▶ [EXCERPTED PASSAGE]
*** Begin section ***

(dissenting in part). We respectfully dissent in part. In our view, Supreme Court properly concluded that this case is indistinguishable from Wende C. v United Methodist Church, N.Y. W. Area (6 AD3d 1047 [2004], affd 4 NY3d 293 [2005], cert denied 546 US 818 [2005]), and thus properly granted defendants’ motions to dismiss the complaint in its entirety for failure to state a cause of action. In Wende C., in which the facts are markedly similar to those alleged in the instant complaint, this Court held, inter alia, that Supreme Court had properly searched the record and granted the defendant cleric summary judgment dismissing the cause of action for clergy malpractice against him. We wrote that “[n]o such cause of action is cognizable in New York, because any attempt to define the duty of care owed by a member of the clergy to a congregant or parishioner would result in excessive entanglement on the part of the court in matters of religion” (id. at 1050). We further held that the court had properly dismissed the complaint against the defendant cleric “insofar as it may be construed to *1395allege a breach of fiduciary duty,” inasmuch as “there is no meaningful analytical distinction between a cause of action for breach of fiduciary duty by a cleric and one for clergy malpractice” (id.). We reasoned that, because the alleged relationship of trust and confidence between the defendant cleric and the plaintiffs arose solely out of a pastoral relationship and the pastor was not licensed or otherwise credentialed as a therapeutic counselor, a claim for breach of fiduciary duty could not be resolved by the application of neutral principles of law (see id. at 1051).

*** End section ***

▶ [DATASET CONTENT]
*** Begin section ***

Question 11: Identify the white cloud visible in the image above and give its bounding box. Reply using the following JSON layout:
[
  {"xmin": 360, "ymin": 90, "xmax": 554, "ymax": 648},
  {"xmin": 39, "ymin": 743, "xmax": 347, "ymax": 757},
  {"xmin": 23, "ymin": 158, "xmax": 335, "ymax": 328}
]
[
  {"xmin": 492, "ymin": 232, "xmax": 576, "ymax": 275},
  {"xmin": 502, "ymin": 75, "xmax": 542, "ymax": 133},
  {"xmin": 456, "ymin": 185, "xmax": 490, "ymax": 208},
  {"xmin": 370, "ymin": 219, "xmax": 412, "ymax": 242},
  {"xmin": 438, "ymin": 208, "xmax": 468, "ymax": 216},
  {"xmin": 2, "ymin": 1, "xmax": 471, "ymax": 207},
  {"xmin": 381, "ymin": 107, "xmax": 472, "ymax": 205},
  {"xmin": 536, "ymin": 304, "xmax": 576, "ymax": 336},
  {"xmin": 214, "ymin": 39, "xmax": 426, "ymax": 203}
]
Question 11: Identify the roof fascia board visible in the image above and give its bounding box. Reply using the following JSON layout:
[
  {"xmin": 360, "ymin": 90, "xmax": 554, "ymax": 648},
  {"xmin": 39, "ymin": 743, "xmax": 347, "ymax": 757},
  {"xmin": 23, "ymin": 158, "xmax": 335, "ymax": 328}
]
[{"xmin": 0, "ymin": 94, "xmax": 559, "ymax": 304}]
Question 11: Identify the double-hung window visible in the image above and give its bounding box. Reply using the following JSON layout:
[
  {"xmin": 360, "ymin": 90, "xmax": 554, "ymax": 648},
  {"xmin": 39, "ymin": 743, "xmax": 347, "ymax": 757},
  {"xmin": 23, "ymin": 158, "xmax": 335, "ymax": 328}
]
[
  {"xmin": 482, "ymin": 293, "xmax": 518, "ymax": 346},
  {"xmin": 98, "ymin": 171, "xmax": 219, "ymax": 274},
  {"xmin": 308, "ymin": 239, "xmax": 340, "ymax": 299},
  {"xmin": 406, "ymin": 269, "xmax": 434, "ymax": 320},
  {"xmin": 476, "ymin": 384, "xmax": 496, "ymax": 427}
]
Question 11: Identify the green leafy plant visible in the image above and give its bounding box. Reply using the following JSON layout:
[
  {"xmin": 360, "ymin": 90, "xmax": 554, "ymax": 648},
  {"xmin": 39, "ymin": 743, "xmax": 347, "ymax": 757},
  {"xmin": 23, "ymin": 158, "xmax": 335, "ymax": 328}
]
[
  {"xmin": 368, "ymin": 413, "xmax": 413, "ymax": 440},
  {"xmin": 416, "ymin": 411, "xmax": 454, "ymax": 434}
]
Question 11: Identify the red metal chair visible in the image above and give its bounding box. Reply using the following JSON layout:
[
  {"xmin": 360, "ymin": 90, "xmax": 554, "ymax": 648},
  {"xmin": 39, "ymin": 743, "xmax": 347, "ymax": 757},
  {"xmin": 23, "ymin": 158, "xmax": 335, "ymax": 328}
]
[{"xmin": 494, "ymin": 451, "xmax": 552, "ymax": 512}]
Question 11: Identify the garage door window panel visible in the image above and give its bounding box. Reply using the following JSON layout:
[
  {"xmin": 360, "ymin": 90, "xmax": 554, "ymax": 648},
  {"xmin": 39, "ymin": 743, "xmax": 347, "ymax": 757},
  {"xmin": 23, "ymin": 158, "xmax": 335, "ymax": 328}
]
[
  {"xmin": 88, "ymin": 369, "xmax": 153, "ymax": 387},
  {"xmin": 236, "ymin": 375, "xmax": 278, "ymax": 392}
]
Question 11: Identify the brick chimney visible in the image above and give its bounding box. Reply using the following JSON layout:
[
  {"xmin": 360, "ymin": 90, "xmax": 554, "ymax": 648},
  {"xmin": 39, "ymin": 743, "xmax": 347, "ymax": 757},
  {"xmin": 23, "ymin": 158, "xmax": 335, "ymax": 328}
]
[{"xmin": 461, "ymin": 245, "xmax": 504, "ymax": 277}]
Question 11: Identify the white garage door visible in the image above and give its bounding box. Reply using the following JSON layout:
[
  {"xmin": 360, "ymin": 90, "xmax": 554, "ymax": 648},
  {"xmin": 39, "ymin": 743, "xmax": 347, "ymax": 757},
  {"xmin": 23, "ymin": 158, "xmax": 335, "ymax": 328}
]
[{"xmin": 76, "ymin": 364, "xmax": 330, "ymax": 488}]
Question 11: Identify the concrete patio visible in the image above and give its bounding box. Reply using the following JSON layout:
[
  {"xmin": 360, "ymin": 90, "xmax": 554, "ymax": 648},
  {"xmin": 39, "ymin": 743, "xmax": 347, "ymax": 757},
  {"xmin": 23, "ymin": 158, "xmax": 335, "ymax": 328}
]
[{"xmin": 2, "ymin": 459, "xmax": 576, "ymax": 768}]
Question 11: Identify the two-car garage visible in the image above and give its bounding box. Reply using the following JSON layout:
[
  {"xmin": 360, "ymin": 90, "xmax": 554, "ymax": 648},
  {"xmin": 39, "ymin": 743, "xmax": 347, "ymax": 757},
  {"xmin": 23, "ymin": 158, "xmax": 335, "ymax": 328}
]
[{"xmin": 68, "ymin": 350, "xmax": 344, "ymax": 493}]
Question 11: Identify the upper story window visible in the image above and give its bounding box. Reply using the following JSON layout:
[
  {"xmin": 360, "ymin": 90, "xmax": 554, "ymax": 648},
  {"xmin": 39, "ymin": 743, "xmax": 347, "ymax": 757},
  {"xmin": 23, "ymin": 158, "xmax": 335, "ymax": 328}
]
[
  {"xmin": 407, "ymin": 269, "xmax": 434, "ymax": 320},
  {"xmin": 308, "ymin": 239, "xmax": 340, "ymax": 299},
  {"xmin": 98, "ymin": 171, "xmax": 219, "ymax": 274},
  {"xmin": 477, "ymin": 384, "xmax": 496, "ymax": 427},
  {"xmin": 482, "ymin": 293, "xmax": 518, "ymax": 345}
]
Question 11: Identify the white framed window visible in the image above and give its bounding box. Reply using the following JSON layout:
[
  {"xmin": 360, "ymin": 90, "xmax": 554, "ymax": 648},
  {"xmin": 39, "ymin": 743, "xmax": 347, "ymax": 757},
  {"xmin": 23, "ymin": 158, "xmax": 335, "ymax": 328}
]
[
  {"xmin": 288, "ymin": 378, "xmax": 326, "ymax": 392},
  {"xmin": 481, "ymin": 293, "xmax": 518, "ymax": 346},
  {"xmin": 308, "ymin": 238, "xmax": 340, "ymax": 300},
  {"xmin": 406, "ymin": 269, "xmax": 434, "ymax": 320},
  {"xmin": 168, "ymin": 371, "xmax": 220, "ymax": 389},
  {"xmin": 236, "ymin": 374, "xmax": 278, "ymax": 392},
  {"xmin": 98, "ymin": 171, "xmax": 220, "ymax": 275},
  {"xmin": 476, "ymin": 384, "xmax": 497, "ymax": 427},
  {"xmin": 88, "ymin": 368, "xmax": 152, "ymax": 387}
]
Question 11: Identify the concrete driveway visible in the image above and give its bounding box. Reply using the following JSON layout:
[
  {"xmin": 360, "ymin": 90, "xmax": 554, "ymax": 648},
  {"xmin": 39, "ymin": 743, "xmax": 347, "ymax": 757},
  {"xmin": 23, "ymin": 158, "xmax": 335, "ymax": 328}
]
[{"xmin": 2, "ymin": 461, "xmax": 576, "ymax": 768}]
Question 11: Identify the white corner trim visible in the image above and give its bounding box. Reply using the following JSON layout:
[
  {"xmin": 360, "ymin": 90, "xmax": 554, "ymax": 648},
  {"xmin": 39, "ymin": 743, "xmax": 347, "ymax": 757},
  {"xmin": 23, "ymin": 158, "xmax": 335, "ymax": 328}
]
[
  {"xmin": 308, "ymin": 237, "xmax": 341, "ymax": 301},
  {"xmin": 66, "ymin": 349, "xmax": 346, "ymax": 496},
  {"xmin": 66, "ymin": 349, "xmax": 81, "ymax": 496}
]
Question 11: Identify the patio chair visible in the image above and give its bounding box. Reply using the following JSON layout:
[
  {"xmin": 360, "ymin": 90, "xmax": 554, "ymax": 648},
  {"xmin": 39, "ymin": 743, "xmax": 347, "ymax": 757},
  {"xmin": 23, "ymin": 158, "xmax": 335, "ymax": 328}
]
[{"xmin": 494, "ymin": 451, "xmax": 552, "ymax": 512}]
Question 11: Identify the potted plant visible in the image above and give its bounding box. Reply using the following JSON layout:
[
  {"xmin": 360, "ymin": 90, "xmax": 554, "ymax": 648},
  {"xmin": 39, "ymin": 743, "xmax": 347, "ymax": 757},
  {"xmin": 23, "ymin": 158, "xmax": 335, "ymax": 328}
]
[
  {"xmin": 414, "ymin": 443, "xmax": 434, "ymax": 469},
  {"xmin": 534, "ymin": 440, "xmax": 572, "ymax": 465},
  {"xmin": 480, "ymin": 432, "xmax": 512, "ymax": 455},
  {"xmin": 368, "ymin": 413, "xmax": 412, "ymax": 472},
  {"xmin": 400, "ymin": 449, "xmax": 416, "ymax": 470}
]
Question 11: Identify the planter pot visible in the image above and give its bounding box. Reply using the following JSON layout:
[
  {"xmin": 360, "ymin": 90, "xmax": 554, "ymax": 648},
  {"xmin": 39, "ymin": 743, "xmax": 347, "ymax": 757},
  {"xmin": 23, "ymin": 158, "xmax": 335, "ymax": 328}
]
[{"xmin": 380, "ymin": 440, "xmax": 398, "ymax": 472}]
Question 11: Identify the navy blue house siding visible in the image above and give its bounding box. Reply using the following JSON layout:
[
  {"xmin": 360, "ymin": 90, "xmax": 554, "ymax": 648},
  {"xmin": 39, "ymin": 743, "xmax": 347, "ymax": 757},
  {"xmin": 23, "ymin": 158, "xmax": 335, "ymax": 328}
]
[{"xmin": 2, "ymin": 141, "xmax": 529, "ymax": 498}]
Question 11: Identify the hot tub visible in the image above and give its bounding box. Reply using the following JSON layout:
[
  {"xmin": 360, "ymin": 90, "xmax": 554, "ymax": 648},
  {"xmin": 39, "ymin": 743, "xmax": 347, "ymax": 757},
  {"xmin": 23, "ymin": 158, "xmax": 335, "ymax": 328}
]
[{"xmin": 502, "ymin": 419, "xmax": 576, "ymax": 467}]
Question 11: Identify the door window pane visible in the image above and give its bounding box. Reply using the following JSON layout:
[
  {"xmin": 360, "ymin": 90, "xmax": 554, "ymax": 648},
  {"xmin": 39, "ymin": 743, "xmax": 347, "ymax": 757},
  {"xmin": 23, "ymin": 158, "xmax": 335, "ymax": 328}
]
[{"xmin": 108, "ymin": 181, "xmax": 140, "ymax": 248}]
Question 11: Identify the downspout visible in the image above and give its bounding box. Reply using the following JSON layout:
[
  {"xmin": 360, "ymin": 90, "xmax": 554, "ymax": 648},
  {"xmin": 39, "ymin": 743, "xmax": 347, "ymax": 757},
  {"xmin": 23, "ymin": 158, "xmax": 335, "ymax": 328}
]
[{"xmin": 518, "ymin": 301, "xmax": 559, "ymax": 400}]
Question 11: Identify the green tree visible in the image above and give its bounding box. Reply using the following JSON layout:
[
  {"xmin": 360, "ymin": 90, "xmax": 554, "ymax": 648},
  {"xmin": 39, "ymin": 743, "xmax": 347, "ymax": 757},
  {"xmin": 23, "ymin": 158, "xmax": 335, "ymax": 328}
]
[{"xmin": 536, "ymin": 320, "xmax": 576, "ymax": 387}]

*** End section ***

▶ [EXERCISE A] According to the dissenting opinion, why is a cause of action for clergy malpractice not cognizable in New York?
▶ [EXERCISE B] Continue the dissenting opinion on clergy malpractice from where it stops.
The data above is separate material, unrelated to the dissenting opinion.

▶ [ANSWER SECTION A] Any attempt to define the duty of care a member of the clergy owes a congregant or parishioner would excessively entangle the court in matters of religion.

▶ [ANSWER SECTION B]
In affirming our order in Wende C., the Court of Appeals concluded that the plaintiffs had not “specifically pleaded” a cause of action for breach of fiduciary duty against the defendant cleric, and left “open for another day the question whether such a claim may arise between a cleric and a parishioner under very different circumstances” (4 NY3d at 299). Having left that question open, the Court left unaffected our holding that a parishioner who engaged in sexual relations with her pastor in the course of pastoral counseling has no cause of action for breach of fiduciary duty against a pastor where the pastor has no recognized license or credentials as a therapeutic counselor.
The only relevant distinctions between Wende C. and this case are that the complaint herein contains an expressly denominated cause of action for breach of fiduciary duty and that Wende C. was determined in the context of summary judgment rather than a motion to dismiss. The cases are otherwise identical, in particular to the extent that both involve a claim or cause of action for breach of fiduciary duty based on sexual relations between a parishioner and her pastor during pastoral counseling, and neither pastor possessed any license or credentials as a therapeutic counselor.
Under these circumstances, the doctrine of stare decisis requires that we follow our own precedent and affirm the order granting defendants’ motions to dismiss the complaint (see Dufel v Green, 198 AD2d 640 [1993], affd 84 NY2d 795 [1995]; see generally People v Taylor, 9 NY3d 129, 148-149 [2007]; People v Damiano, 87 NY2d 477, 488-489 [1996, Simons, J., concurring]). Present—Scudder, EJ., Hurlbutt, Centra, Green and Gorski, JJ.